What does an attack look like?

Social engineers’ favored method of attack is phishing emails—legitimate-looking letters, ostensibly coming from credible and authoritative sources that lure recipients into downloading malicious content, visiting infected sites or revealing sensitive information. “Attackers trick their victims by manipulating the sender’s identity,” says Kuharić. “The sender’s identity is one of two critical factors to establish trust with the receiver in social engineering attacks. The second factor is the content of the email or text message, which has to be appealing to receiver.”

“It’s basic psychology,” Bullock adds. “If the hackers add a target’s personal information, usually gathered from social networks and online forums, they can engage in something called ‘spear phishing,’ which specifically targets a victim and exponentially increases the target’s level of confidence that the email is legitimate.”

“Spearphishing emails could leave one particularly vulnerable in that a message claiming to be from an attorney or immigration official or service could push someone to a site where personal information or payment is requested in return for immigration assistance,” Robles says. “An individual could be very sensitive to the topic and therefore let their guard down and ‘wish’ or ‘hope’ for the kind of help supposedly being offered only to find themselves defrauded of their identity or funds.”

In their research, Anderson and Guarnieri came upon several emails where the attackers had impersonated the U.S. Citizenship and Immigration Services, informing the recipient, “You received this email because you do not have a Permanent Residence, your Permanent Residence Status needs to be adjusted or you need to renew/replace your Permanent Residence Card,” and containing links to relevant forms.

Now more than ever, such emails might look convincing to potential targets of social engineering attacks. “A sense of urgency is created which could cause someone to share personal information out of fear,” Robles says.

◆ **Given data**
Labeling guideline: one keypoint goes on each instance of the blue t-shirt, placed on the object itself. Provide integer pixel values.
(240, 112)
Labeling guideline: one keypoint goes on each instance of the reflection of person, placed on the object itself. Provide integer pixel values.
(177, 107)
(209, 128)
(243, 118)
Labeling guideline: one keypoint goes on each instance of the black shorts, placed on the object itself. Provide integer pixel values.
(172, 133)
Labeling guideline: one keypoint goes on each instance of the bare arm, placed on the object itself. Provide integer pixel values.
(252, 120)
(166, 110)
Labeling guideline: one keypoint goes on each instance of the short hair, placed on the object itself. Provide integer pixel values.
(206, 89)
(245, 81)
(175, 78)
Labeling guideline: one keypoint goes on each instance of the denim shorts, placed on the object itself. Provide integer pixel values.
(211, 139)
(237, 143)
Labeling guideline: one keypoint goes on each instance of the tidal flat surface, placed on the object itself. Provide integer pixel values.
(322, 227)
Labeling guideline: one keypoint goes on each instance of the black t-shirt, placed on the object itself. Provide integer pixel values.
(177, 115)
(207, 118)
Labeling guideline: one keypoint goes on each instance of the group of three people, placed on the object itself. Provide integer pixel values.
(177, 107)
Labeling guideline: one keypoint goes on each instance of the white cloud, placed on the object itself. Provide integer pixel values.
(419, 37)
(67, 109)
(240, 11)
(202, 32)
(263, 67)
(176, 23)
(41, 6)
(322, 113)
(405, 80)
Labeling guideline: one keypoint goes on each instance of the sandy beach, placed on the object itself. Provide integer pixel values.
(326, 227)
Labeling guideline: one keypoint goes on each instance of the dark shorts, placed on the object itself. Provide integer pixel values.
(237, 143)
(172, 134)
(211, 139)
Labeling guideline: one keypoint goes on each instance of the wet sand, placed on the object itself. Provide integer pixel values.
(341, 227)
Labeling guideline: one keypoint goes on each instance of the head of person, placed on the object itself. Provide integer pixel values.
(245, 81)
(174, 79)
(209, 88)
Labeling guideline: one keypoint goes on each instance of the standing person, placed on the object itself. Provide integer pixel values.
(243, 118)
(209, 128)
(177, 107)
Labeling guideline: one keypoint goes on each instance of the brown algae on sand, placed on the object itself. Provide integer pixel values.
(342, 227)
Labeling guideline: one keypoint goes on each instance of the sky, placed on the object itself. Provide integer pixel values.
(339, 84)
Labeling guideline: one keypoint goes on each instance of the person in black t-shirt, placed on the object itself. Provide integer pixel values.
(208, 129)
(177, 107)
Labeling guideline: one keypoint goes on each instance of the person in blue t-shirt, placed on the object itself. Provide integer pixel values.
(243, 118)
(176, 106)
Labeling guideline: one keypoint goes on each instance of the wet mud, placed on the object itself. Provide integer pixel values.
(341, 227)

◆ **What to work on**
A – Translate into Spanish this sentence from the passage on phishing attacks: "Now more than ever, such emails might look convincing to potential targets of social engineering attacks."
B – From the passage on phishing attacks, extract the part starting at "In their research, Anderson" and ending at "to relevant forms.".

◆ **Per-task outputs**
A – Ahora más que nunca, estos correos electrónicos podrían parecer convincentes para los posibles objetivos de ataques de ingeniería social.

B –
In their research, Anderson and Guarnieri came upon several emails where the attackers had impersonated the U.S. Citizenship and Immigration Services, informing the recipient, “You received this email because you do not have a Permanent Residence, your Permanent Residence Status needs to be adjusted or you need to renew/replace your Permanent Residence Card,” and containing links to relevant forms.